▸ **Referring expression data**
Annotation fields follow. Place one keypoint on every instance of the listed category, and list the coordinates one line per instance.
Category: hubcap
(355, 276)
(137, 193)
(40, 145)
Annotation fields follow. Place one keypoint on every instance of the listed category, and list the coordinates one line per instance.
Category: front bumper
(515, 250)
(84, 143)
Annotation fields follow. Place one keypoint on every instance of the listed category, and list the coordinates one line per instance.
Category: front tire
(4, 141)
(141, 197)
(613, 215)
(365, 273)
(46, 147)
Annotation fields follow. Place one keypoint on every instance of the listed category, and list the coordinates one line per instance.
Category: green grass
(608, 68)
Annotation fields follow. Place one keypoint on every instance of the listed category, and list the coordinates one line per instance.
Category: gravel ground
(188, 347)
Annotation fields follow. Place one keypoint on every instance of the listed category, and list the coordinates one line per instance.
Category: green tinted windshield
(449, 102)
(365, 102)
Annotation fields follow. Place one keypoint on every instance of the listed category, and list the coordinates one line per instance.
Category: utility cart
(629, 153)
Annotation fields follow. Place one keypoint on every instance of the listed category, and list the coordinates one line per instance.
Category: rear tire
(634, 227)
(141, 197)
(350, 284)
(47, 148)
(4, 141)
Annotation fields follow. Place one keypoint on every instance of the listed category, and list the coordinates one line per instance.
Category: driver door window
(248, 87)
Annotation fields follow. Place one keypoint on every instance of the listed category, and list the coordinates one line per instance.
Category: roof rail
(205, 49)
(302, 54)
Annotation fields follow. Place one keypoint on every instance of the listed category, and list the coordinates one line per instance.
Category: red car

▸ **WORK TO BE COMPLETED**
Repeat the entries shown above, every one, word for word.

▸ **THE ANSWER**
Annotation fields follow. Place one keypoint on every instance of the listed category, and list the coordinates one line per instance.
Category: hubcap
(355, 276)
(137, 193)
(40, 145)
Annotation fields follow. Place one keypoint on every instance of the listed category, and list the coordinates one line per instance.
Category: front bumper
(515, 250)
(84, 143)
Annotation fields follow. Place one keypoint on every instance of the listed category, and list the coordinates one line per instance.
Category: front tire
(4, 141)
(141, 197)
(613, 215)
(365, 273)
(46, 147)
Annotation fields follow. Place one keypoint on every instance of the listed category, and list the coordinates one line per instance.
Category: green grass
(608, 68)
Annotation fields follow. Place one keypoint on every instance of the listed category, and list the coordinates one line per instance.
Category: gravel ground
(188, 347)
Annotation fields follow. Place one keypoint on every instance of the listed category, and list the coordinates one line per instance.
Category: green tinted windshield
(449, 102)
(365, 102)
Annotation fields follow. Place one keypoint on every instance of the listed category, and list the coordinates one line per instance.
Category: utility cart
(629, 153)
Annotation fields follow. Place one keypoint on every instance of the listed category, and list the coordinates one line per instance.
Category: rear tire
(634, 227)
(141, 197)
(350, 284)
(47, 148)
(4, 141)
Annotation fields follow. Place one keypoint on every instance of the listed category, and list the coordinates one line per instance.
Category: driver door window
(248, 87)
Annotation fields follow. Place one keypoint on every instance of the listed category, and list the coordinates one line per instance.
Category: roof rail
(205, 49)
(302, 54)
Annotation fields follow. Place one keypoint on every instance of the listed category, and list the coordinates one line per instance.
Category: red car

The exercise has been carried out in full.